> _What to produce_
Retype nothing except the lines below from the one with "Query: Where is the tree branch" through the one with "Query: Where is the snow-covered", exactly, with images left out.

> _Exercise inputs_
•••••

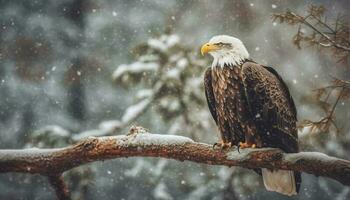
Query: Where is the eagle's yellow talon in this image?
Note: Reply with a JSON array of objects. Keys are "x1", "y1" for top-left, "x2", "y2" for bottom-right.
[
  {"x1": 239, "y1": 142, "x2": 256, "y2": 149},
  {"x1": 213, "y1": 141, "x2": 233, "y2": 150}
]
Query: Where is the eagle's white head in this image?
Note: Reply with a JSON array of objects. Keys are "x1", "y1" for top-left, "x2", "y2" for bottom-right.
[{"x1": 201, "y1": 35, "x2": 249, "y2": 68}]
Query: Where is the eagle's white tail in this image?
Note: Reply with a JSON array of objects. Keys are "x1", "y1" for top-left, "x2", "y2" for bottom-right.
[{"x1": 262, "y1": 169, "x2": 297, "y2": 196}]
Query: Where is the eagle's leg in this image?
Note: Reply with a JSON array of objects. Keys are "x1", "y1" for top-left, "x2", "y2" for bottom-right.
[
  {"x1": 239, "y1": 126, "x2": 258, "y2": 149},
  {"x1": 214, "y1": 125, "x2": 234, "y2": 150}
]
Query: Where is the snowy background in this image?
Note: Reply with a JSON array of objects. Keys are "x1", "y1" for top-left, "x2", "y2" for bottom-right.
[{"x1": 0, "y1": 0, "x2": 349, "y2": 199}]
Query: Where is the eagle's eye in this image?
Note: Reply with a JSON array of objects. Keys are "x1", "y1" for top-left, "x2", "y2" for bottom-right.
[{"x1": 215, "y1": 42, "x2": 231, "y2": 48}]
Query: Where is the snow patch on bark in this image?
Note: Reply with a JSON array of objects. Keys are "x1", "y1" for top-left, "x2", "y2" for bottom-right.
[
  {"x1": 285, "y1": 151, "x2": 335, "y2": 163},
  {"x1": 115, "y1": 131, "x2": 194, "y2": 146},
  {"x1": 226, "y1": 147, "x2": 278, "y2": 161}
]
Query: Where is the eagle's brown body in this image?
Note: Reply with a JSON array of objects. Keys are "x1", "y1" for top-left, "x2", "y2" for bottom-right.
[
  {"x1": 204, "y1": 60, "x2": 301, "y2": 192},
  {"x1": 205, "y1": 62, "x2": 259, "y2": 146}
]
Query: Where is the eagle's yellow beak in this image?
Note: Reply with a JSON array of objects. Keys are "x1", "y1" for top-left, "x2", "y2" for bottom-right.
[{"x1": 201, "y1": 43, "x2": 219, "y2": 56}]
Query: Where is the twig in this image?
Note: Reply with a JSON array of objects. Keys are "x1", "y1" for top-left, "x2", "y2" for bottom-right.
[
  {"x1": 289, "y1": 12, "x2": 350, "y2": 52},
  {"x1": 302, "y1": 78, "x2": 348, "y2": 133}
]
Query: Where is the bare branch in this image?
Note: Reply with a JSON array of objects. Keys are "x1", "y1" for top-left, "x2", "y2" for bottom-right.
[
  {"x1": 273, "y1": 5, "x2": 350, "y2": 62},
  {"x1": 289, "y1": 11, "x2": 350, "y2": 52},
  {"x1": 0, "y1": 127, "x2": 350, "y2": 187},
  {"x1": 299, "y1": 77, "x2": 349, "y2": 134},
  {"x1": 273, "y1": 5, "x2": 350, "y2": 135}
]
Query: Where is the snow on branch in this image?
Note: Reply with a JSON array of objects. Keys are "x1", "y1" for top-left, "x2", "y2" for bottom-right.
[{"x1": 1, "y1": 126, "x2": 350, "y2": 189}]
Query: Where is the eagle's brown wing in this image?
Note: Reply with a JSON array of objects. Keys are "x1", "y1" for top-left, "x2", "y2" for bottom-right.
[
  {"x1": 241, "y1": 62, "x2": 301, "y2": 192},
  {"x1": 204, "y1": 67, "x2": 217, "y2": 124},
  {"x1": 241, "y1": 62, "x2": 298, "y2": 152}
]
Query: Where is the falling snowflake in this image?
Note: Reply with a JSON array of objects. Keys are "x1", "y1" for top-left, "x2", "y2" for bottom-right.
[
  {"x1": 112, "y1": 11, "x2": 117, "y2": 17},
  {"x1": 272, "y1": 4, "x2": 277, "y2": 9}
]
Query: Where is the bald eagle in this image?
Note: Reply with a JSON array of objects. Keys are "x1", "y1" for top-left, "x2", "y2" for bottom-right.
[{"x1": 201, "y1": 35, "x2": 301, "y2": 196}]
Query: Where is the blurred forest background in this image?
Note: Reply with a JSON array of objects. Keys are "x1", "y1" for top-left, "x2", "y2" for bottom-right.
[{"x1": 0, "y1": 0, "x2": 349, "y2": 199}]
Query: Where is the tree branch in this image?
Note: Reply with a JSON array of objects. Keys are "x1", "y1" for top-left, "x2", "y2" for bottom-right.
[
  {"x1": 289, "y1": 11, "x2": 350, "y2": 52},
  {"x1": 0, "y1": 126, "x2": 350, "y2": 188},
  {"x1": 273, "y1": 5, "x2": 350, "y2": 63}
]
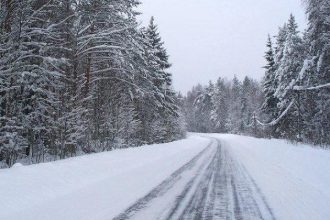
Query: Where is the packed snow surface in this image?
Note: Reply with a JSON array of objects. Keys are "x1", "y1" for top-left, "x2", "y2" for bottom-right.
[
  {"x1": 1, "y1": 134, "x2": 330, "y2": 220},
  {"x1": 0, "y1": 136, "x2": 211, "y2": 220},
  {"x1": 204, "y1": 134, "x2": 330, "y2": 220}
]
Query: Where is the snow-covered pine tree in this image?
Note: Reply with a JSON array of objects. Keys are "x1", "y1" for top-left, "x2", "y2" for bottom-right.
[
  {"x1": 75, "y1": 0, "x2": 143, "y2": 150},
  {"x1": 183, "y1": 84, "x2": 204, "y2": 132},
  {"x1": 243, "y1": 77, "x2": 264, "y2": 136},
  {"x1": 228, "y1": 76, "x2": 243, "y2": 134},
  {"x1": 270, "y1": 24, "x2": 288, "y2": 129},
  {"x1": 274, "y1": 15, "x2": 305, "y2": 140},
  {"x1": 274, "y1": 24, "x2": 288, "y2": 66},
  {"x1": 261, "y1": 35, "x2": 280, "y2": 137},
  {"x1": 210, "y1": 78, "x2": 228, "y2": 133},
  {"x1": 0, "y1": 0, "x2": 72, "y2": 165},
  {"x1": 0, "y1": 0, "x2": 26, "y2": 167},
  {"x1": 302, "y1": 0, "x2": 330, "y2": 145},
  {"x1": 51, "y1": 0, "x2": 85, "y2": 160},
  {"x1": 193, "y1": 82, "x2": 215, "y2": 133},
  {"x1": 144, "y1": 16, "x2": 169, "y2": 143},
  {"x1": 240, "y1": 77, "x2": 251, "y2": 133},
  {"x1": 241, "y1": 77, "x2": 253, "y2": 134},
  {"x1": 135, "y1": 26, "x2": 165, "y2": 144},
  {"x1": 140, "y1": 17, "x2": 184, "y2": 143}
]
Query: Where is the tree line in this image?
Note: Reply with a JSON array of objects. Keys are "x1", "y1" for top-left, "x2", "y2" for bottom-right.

•••••

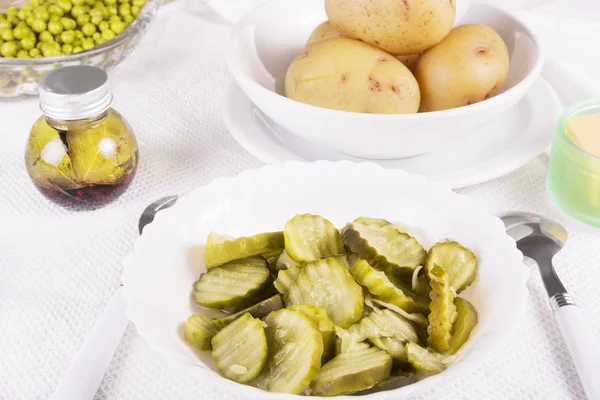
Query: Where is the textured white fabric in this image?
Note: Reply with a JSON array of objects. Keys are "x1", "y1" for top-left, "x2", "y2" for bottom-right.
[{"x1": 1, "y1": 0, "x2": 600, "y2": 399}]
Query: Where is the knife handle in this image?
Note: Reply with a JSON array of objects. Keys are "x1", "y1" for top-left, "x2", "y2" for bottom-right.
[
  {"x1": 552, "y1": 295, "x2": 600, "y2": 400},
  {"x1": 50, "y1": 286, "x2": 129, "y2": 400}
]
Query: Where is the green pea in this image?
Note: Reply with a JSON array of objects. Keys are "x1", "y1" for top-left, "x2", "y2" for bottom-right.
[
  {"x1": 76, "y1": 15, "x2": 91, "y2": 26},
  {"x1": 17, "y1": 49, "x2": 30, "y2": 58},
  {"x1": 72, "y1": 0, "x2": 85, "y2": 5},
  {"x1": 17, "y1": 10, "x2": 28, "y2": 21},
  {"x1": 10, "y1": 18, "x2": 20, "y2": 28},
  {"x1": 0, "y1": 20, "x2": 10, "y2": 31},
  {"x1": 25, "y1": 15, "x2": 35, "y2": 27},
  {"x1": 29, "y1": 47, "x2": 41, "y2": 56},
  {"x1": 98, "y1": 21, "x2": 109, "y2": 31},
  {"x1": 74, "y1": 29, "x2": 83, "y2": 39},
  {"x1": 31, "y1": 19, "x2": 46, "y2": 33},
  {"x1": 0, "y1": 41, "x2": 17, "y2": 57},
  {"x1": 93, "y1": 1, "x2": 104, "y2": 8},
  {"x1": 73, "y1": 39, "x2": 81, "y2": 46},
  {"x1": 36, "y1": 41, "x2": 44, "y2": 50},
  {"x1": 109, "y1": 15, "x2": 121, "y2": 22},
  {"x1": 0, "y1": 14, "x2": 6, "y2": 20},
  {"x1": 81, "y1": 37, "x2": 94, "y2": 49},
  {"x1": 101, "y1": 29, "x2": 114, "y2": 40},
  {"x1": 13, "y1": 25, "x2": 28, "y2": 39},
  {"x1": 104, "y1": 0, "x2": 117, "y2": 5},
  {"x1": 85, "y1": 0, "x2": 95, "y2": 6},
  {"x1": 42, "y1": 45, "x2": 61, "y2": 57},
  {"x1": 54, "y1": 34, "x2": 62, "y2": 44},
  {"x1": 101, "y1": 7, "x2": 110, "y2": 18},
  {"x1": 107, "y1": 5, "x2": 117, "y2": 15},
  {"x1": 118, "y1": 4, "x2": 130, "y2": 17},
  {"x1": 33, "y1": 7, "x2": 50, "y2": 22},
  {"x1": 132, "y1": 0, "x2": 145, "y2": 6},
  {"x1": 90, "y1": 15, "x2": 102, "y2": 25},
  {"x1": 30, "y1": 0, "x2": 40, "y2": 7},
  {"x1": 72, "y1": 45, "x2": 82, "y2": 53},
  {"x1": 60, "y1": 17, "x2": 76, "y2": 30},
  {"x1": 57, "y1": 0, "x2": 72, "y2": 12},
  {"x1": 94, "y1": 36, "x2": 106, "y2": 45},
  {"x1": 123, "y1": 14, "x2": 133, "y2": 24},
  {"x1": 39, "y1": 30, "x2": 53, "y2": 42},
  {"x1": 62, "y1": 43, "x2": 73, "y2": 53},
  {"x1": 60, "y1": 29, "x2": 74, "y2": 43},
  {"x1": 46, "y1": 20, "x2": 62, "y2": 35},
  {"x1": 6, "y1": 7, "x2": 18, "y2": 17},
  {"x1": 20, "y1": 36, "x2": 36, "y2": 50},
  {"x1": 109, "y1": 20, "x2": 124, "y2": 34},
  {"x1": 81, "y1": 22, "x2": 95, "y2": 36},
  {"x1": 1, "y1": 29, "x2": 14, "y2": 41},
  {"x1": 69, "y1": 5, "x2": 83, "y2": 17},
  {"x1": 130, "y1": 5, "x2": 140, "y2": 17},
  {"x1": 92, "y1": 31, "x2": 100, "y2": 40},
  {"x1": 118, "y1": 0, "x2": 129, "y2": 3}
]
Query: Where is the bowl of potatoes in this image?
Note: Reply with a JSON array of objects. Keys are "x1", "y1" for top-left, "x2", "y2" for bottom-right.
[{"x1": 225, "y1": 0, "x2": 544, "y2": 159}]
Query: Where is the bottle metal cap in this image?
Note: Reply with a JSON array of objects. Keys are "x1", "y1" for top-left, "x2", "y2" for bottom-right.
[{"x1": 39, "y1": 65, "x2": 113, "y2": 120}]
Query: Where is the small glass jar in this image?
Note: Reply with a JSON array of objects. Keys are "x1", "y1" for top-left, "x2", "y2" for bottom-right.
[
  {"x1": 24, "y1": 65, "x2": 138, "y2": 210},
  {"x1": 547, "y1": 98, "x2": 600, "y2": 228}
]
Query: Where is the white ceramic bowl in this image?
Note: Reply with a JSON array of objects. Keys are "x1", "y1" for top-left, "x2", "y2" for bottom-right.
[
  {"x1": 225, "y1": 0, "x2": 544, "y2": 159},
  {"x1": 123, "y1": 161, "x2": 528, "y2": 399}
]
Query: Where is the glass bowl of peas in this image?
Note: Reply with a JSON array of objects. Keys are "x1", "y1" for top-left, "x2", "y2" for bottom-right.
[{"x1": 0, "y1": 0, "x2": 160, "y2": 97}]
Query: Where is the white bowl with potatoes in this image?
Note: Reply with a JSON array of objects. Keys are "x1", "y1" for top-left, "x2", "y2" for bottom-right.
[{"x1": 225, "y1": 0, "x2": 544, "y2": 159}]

•••••

> _Solved exercise_
Query: Where is the tree branch in this image?
Note: Reply with a JSON array of objects. Keys are "x1", "y1" for top-left, "x2", "y2" for bottom-right.
[
  {"x1": 289, "y1": 11, "x2": 350, "y2": 52},
  {"x1": 0, "y1": 126, "x2": 350, "y2": 188},
  {"x1": 273, "y1": 5, "x2": 350, "y2": 63}
]
Query: Where is the packed snow surface in this image?
Note: Reply with a JSON array of objects. Keys are "x1", "y1" for top-left, "x2", "y2" for bottom-right.
[
  {"x1": 1, "y1": 134, "x2": 330, "y2": 220},
  {"x1": 0, "y1": 136, "x2": 211, "y2": 220},
  {"x1": 204, "y1": 134, "x2": 330, "y2": 220}
]
Query: Where is the snow-covered pine tree in this image?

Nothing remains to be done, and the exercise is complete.